** begin RECORDS FOR THIS EXERCISE **
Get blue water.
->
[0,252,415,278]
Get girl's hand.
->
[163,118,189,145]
** end RECORDS FOR THIS EXERCISE **
** begin RECORDS FOR THIS EXERCISE **
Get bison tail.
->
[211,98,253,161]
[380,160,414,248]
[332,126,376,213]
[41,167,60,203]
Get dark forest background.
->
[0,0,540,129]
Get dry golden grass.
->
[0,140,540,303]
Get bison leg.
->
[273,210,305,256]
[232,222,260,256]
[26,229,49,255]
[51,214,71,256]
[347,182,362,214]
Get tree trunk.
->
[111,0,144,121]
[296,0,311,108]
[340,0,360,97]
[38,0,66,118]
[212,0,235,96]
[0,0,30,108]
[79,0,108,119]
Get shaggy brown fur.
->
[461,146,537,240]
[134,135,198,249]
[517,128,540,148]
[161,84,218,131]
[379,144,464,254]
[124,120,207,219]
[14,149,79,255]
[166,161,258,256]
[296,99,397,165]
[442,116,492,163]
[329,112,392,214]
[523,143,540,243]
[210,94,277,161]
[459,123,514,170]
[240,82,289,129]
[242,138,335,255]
** end RECORDS FOR THIS EXERCISE **
TASK:
Copy out the part that opens with the line containing "Get dark forest background." and closes with the line containing "[347,182,362,214]", substituting "tall green grass" for "dry golden grass" and changing nothing else.

WRITTEN ANSWER:
Get dark forest background.
->
[0,0,540,129]
Get tall green grass.
->
[0,140,540,303]
Get bison leg.
->
[273,210,305,256]
[232,222,260,256]
[26,229,49,255]
[51,214,71,256]
[347,182,362,214]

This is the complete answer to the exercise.